▶ _Problem to work on_: Rewrite every one of the entries below as a numbered list, leaving out any blank lines.

[start of Records for the exercise]

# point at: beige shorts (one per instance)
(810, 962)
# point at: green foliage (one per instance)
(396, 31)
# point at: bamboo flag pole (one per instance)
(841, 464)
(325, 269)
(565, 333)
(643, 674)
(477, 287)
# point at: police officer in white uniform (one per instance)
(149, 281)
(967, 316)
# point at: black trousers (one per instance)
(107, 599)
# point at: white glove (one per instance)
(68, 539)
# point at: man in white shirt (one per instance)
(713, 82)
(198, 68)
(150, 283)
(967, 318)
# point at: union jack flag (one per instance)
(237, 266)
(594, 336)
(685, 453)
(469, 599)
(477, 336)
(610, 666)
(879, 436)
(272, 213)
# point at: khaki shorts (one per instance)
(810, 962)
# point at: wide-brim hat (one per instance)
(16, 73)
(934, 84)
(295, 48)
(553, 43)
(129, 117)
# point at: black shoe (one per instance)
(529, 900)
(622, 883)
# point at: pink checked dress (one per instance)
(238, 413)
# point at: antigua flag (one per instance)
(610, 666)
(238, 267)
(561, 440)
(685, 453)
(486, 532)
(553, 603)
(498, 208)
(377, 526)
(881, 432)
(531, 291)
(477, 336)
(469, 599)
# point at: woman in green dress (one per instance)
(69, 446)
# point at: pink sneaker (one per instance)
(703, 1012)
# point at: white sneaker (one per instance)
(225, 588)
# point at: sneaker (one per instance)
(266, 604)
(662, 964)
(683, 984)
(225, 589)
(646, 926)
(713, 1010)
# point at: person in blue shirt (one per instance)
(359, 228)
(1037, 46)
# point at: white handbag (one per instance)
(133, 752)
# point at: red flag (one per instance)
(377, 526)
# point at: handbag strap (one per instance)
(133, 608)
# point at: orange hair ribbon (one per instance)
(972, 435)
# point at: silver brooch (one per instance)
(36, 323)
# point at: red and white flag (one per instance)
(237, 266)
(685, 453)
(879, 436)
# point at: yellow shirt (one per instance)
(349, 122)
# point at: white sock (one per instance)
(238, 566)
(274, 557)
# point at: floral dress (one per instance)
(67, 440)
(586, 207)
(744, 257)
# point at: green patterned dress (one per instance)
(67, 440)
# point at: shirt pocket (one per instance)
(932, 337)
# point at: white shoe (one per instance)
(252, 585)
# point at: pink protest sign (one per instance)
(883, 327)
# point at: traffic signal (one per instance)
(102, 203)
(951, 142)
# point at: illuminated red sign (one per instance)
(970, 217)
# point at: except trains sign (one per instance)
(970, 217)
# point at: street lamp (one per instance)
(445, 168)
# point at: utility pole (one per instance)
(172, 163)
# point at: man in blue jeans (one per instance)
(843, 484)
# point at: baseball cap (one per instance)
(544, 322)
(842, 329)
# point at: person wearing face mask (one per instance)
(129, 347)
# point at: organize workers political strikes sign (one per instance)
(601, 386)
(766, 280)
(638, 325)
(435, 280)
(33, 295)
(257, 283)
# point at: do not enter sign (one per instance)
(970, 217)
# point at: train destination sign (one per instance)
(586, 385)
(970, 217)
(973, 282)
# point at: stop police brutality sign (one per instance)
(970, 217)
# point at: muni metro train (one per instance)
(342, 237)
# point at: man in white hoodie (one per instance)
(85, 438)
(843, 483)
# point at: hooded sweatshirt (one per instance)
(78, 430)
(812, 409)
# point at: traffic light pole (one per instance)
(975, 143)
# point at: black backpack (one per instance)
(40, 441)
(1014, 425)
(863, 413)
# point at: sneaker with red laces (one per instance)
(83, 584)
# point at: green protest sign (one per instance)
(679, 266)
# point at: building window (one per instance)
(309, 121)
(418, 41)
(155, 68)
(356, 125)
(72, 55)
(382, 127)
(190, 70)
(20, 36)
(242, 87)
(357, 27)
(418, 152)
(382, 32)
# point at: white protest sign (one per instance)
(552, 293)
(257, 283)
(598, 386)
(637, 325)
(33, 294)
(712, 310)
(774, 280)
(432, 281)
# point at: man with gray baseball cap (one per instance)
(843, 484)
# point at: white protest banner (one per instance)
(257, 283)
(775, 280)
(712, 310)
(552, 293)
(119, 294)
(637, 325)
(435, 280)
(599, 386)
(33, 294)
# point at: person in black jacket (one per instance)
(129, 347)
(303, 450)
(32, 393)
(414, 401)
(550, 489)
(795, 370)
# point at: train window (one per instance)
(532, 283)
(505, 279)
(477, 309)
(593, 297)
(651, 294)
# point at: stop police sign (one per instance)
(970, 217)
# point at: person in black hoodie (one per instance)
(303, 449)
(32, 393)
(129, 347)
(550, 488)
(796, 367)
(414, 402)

[end of Records for the exercise]

▶ _In response_:
1. # point at: beige shorts (one per instance)
2. (810, 962)
3. # point at: green foliage (one per instance)
4. (396, 31)
5. # point at: bamboo flag pole (one per instance)
6. (841, 464)
7. (325, 269)
8. (565, 333)
9. (643, 674)
10. (477, 287)
11. # point at: police officer in white uniform (one per instance)
12. (149, 281)
13. (967, 316)
14. # point at: black trousers (one per instance)
15. (107, 599)
16. # point at: white glove (one per instance)
17. (68, 539)
18. # point at: man in white shirt (one per instance)
19. (713, 82)
20. (198, 68)
21. (150, 283)
22. (967, 318)
23. # point at: union jack flag (one per instance)
24. (237, 266)
25. (594, 336)
26. (685, 453)
27. (469, 599)
28. (477, 336)
29. (610, 666)
30. (879, 436)
31. (272, 213)
32. # point at: khaki shorts (one per instance)
33. (810, 962)
34. # point at: wide-brim hat (one per instance)
35. (16, 73)
36. (934, 84)
37. (295, 48)
38. (553, 43)
39. (129, 117)
40. # point at: black shoe (one per instance)
41. (529, 900)
42. (622, 883)
43. # point at: pink checked dress (one per instance)
44. (238, 413)
45. # point at: antigua flag (one per instance)
46. (610, 666)
47. (238, 267)
48. (561, 440)
49. (685, 453)
50. (486, 532)
51. (553, 603)
52. (498, 208)
53. (377, 526)
54. (881, 432)
55. (531, 291)
56. (477, 336)
57. (469, 599)
58. # point at: woman in green dress (one per instance)
59. (69, 446)
60. # point at: pink sneaker (one per instance)
61. (703, 1012)
62. # point at: white sneaker (one per instance)
63. (225, 588)
64. # point at: sneaker (one per instance)
65. (266, 604)
66. (662, 964)
67. (683, 984)
68. (225, 589)
69. (646, 926)
70. (713, 1010)
71. # point at: person in blue shirt (one per instance)
72. (359, 228)
73. (1037, 46)
74. # point at: white handbag (one per instance)
75. (133, 752)
76. # point at: red flag (one per instance)
77. (377, 526)
78. # point at: handbag strap (one per instance)
79. (133, 608)
80. # point at: orange hair ribbon (one per instance)
81. (972, 435)
82. # point at: silver brooch (one per instance)
83. (36, 323)
84. # point at: red and white flag (one per instance)
85. (237, 266)
86. (685, 453)
87. (879, 436)
88. # point at: yellow shirt (one per instance)
89. (349, 122)
90. # point at: white sock (one per instance)
91. (238, 566)
92. (274, 557)
93. # point at: floral dress (one per instance)
94. (67, 440)
95. (586, 207)
96. (744, 257)
97. # point at: green patterned dress (one per instance)
98. (67, 440)
99. # point at: shirt pocket (one per instance)
100. (932, 337)
101. # point at: white shoe (one per instance)
102. (252, 585)
103. # point at: pink protest sign (one per instance)
104. (883, 327)
105. # point at: traffic signal (one per instance)
106. (102, 203)
107. (951, 142)
108. # point at: illuminated red sign (one per instance)
109. (970, 217)
110. # point at: except trains sign (one per instance)
111. (970, 217)
112. # point at: street lamp (one per instance)
113. (445, 168)
114. # point at: utility pole (one per instance)
115. (172, 163)
116. # point at: man in blue jeans (one per instance)
117. (843, 484)
118. # point at: baseball cap (one per instance)
119. (544, 322)
120. (842, 329)
121. # point at: person wearing face mask (one per instance)
122. (129, 347)
123. # point at: organize workers political strikes sign (one per instance)
124. (601, 386)
125. (766, 280)
126. (638, 325)
127. (435, 280)
128. (33, 295)
129. (257, 283)
130. # point at: do not enter sign (one per instance)
131. (970, 217)
132. # point at: train destination sign (one per instance)
133. (586, 385)
134. (970, 217)
135. (973, 282)
136. # point at: stop police brutality sign (one per instance)
137. (970, 217)
138. # point at: muni metro train (one per instance)
139. (342, 237)
140. # point at: man in white hoodie (one per instance)
141. (85, 438)
142. (843, 483)
143. # point at: hooded sweatshirt (one per instance)
144. (78, 430)
145. (812, 409)
146. # point at: traffic light pole (one per instance)
147. (975, 143)
148. # point at: black backpack (one per instance)
149. (40, 441)
150. (1014, 425)
151. (863, 413)
152. # point at: sneaker with red laces (one per instance)
153. (83, 584)
154. # point at: green protest sign (one per instance)
155. (679, 266)
156. # point at: building window (one per instance)
157. (309, 121)
158. (418, 41)
159. (155, 68)
160. (356, 125)
161. (72, 55)
162. (382, 127)
163. (190, 70)
164. (20, 36)
165. (242, 87)
166. (357, 27)
167. (418, 152)
168. (382, 32)
169. # point at: white protest sign (one per instance)
170. (552, 293)
171. (257, 283)
172. (598, 386)
173. (637, 325)
174. (33, 294)
175. (712, 310)
176. (774, 280)
177. (432, 281)
178. # point at: man with gray baseball cap (one per instance)
179. (843, 484)
180. # point at: white protest banner (one per instance)
181. (257, 283)
182. (775, 280)
183. (712, 310)
184. (552, 293)
185. (119, 294)
186. (637, 325)
187. (435, 280)
188. (599, 386)
189. (33, 294)
190. # point at: person in black jacket (one per instance)
191. (129, 347)
192. (303, 450)
193. (32, 393)
194. (414, 401)
195. (550, 489)
196. (795, 370)
197. # point at: train window (one per instance)
198. (532, 283)
199. (505, 279)
200. (477, 309)
201. (593, 297)
202. (651, 294)
203. # point at: stop police sign (one per instance)
204. (970, 217)
205. # point at: person in black hoodie (one per instance)
206. (303, 449)
207. (32, 393)
208. (129, 347)
209. (550, 488)
210. (796, 367)
211. (414, 402)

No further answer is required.